WRITTEN TASKS
1. In the post about deer antlers, what is a male fallow deer called in his third year?
2. List every name that the post about deer antlers gives for a male fallow deer at a particular year of age.
3. Continue the post about deer antlers from its last sentence.

**** GIVEN TEXT

The Ten-Year-Old: Plus they got caught on branches when you flee from coyotes and run past trees. They seem too large to make evolutionary sense.

Me: Ah! But female deer love them. "Let me mate with the one with the biggest antlers," they think to themselves.

The Thirteen-Year-Old: Plus they're good for fighting.

Ann Marie: How come we never find any antlers around here? There are a lot of deer. They shed a lot of antlers. Where do they go? I'm going to offer a bounty this winter...

Me: Are those bucks or stags?

The Thirteen-Year-Old: Bucks. Definitely bucks. A stag would be much bigger. It would have more points on its antlers.


Note: A male fallow deer [i.e., mule or white-tail] is called a fawn in his first year; a pricket in his second; a sorel in his third; a sore in his fourth; a buck of the first head in his fifth; and a great buck in his sixth. The female of the fallow deer is termed a doe. The male of the red deer [i.e., elk] is termed a stag or hart and not a buck, and the female is called a hind.

Posted by DeLong at June 30, 2003 05:13 PM | TrackBack

Comments

Since Love makes the world goes round, big sexy antlers are worth the trouble. Deer are amazingly agile and flexible so it's quite unlikely that they'd get into any antler related difficulties.

If you spend some time in the forest, you may be lucky enough to see deer (male and female) getting on their stomachs and crawling under dense brush by way of a well developed system of paths. Very surreal looking when you first run into it ... evolution is very cool and has a wonderful sense of humour.

Posted by: Patrick Taylor on June 30, 2003 07:03 PM

We have a system of such paths running through our acre of blackberries...


Brad DeLong

Posted by: Brad DeLong on June 30, 2003 07:31 PM

Male deer engage in combat for territory, banging antlers, and attempting to sumo wrestle their opponent into submission. Sometimes this results in two deer having their antlers entangled permanently, resulting in an extremely difficult death for both.

The energy used in creating those antlers is quickly reclaimed by other woodland creatures after they are shed. Squirrels are notorious for gnawing away at antlers over the winter.

Hunters have been known to walk the woods, seeking shed antlers after deer dispose of them. They will rattle the antlers to attract competitive deer to their hunting stands.

********
**** MATERIAL SUPPLIED

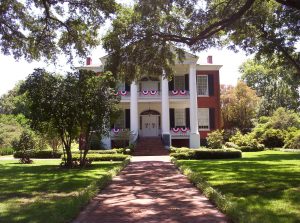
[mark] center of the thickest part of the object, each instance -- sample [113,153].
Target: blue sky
[12,71]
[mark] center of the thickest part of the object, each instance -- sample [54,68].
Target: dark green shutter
[127,87]
[127,118]
[212,124]
[171,85]
[187,117]
[187,82]
[172,117]
[211,84]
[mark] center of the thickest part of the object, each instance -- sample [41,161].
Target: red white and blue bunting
[183,130]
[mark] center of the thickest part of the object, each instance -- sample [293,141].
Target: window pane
[203,118]
[179,83]
[179,117]
[120,122]
[202,85]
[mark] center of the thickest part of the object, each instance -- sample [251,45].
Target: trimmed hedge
[256,148]
[101,157]
[6,151]
[39,154]
[197,154]
[216,197]
[109,151]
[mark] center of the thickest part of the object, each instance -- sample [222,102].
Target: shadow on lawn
[266,187]
[30,193]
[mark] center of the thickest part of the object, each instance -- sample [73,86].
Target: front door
[150,125]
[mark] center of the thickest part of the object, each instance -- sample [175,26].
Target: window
[120,122]
[121,86]
[179,83]
[179,117]
[203,118]
[202,85]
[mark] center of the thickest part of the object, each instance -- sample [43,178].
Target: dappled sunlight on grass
[42,192]
[265,185]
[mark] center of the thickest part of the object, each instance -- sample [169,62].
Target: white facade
[157,111]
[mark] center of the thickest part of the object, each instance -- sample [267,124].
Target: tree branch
[291,3]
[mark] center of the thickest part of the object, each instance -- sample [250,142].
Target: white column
[134,118]
[165,111]
[194,134]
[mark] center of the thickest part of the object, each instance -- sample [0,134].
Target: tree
[269,30]
[79,102]
[276,85]
[145,35]
[36,29]
[238,106]
[12,102]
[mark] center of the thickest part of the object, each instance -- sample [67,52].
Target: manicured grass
[263,186]
[42,192]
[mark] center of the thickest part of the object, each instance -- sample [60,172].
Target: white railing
[149,94]
[179,94]
[122,134]
[180,132]
[123,94]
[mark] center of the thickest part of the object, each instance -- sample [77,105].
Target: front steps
[150,146]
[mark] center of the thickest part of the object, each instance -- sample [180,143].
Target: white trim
[209,67]
[208,118]
[202,95]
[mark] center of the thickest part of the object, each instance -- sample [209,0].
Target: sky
[13,71]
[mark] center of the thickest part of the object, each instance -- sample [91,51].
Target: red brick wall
[181,142]
[211,101]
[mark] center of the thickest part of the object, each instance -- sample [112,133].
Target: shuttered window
[202,85]
[120,122]
[203,118]
[179,117]
[179,83]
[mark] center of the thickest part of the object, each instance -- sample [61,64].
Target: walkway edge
[216,197]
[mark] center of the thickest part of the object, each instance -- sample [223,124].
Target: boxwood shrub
[108,151]
[39,154]
[6,151]
[101,157]
[197,154]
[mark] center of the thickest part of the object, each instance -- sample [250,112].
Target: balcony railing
[149,94]
[180,132]
[180,94]
[121,134]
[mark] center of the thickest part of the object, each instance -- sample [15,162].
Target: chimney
[88,61]
[209,59]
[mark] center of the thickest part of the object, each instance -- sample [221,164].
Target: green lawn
[42,192]
[264,185]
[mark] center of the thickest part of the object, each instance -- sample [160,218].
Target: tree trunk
[69,162]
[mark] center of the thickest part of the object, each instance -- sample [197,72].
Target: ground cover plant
[43,192]
[261,187]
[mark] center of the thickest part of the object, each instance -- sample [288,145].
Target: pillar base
[166,138]
[194,140]
[106,142]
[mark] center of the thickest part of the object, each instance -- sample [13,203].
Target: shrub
[231,145]
[215,139]
[6,151]
[39,154]
[95,143]
[207,154]
[292,141]
[102,157]
[273,138]
[108,151]
[24,145]
[245,143]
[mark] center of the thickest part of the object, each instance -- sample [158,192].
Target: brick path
[150,191]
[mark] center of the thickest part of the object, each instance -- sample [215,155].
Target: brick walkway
[150,191]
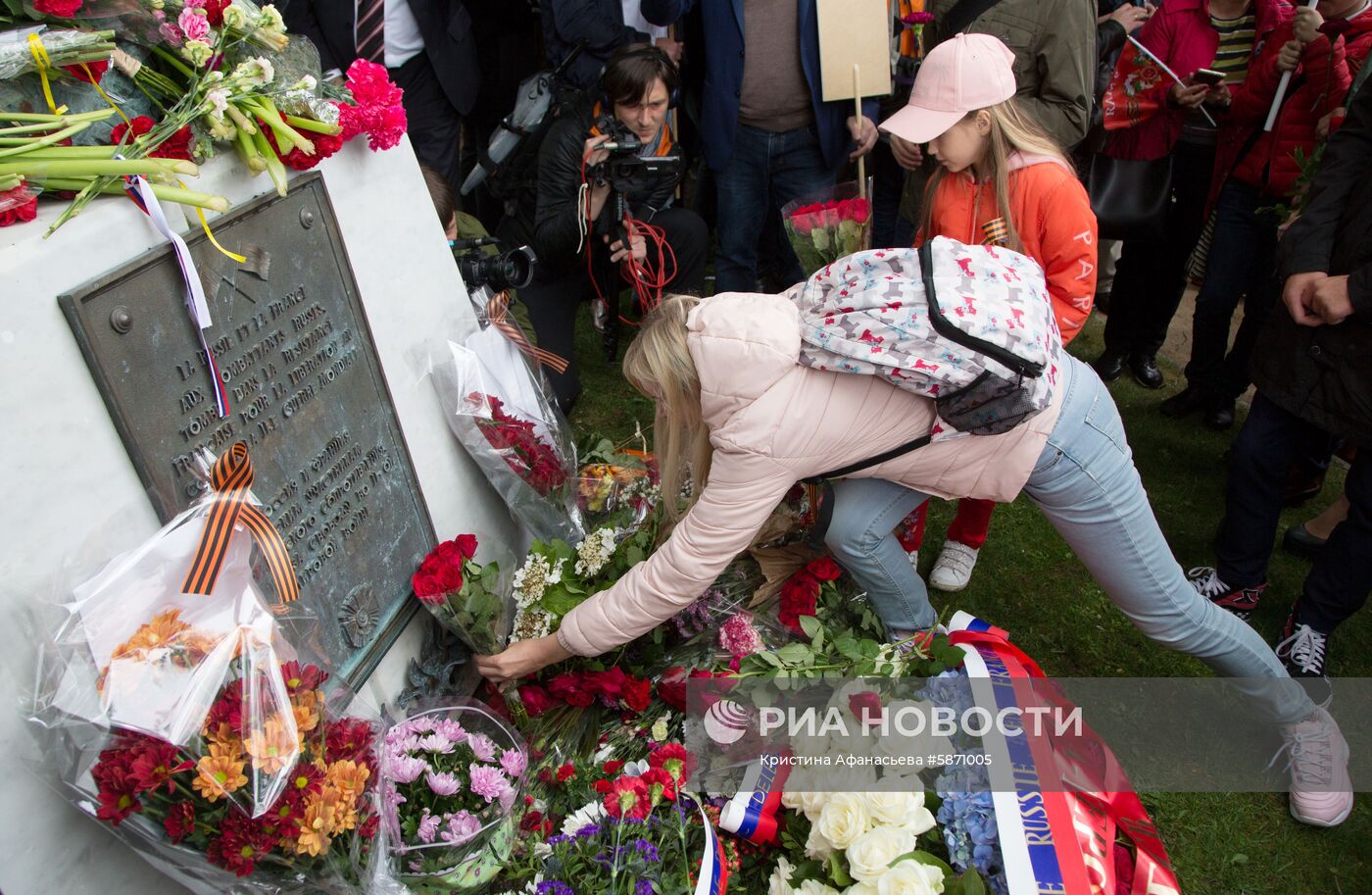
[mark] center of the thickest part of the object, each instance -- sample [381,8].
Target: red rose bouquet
[464,596]
[829,225]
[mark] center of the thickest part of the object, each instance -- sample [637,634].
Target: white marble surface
[68,476]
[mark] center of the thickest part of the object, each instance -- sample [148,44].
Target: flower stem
[315,126]
[161,191]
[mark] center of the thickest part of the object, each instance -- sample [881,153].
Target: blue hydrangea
[969,825]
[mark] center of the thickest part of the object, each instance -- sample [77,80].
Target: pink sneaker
[1317,757]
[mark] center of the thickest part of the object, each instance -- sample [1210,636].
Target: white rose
[816,844]
[813,887]
[843,819]
[891,809]
[779,880]
[874,850]
[909,877]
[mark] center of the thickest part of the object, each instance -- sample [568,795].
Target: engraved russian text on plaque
[306,393]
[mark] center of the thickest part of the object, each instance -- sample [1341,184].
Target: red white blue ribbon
[140,191]
[713,870]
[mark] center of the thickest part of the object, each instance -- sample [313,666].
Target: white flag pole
[1282,86]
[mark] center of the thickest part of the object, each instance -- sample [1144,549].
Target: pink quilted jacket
[772,423]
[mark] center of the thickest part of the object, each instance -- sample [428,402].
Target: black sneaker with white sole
[1242,602]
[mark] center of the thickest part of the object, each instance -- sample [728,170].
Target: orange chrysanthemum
[217,775]
[271,747]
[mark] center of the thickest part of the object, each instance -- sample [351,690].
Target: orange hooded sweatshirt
[1053,215]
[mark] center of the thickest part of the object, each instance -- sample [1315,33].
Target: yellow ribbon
[95,82]
[209,235]
[40,57]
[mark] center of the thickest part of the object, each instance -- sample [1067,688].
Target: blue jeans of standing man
[1090,490]
[765,172]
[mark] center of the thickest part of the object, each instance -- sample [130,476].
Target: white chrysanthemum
[585,816]
[779,881]
[594,552]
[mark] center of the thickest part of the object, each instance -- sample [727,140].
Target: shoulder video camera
[626,171]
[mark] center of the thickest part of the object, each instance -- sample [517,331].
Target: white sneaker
[1317,757]
[953,572]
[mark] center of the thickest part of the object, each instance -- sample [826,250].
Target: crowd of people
[678,130]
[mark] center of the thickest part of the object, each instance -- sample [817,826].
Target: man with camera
[607,174]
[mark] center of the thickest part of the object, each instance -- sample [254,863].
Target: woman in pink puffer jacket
[733,397]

********

PER-TASK OUTPUTS
1. A sorel.

2. fawn, pricket, sorel, sore, buck of the first head, great buck

3.
Look for pine trees that have been abused and scraped on your property as the deer attempt to remove the velvet from their antlers.

Posted by: David Glynn on June 30, 2003 09:57 PM

I've heard of deer dying from entangling antlers with rivals but I've never seen it nor met anyone who had seen it themselves (not that I've brought it up casually in conversation either). Deer certainly die from getting caught in fences or wire so I don't think it's a "rural legend" but I wonder how common it is ...

Posted by: Patrick Taylor on July 1, 2003 04:30 AM

I've heard hunters talk about does, fawns, bucks, and spikes, but none of the other terminology. Female elk are now called cows, males are called bulls. Probably a British / American difference.

Posted by: zizka on July 1, 2003 07:50 AM

I've heard hunters talk about does, fawns, bucks, and spikes, but none of the other terminology. Female elk are now called cows, males are called bulls. Probably a British / American difference.

Posted by: zizka on July 1, 2003 07:55 AM

Dr. DeLong:

You have an acre of blackberries! Wow, I envy you! My family has had a tradition of picking blackberries every year around July 4 (when they're ripe in the NC Piedmont), but we have to scout around the green parts that are public enough that landowners don't mind us picking off them and private enough that the cops don't see us (not right off highways, for example). When do blackberries ripen where you are?

--James S. W.

Posted by: James S. W. on July 1, 2003 09:52 AM

July-August. Unfortunately, most of the blackberries are inaccessible. For some reason the children think that cutting paths into the heart of the patch with giant shears is unsporting...

Posted by: Brad DeLong on July 1, 2003 10:15 AM

Well,

No deer just now, but a stream of downy woodpeckers to the suet bars. The technical term for lots of woodpeckers is "stream" by the way.

Posted by: anne on July 1, 2003 11:17 AM

When I was single-digit young on a couple of occassions I saw deer in the woods behind my parents' house, as I was swinging in the swing in the back yard. This was in the then largely undeveloped suburbs about 30 miles north of NYC.

For decades I never saw another one, and they became sort of an exotic memory -- as the region grew and the suburbs became *very* developed, I never thought I'd see another one.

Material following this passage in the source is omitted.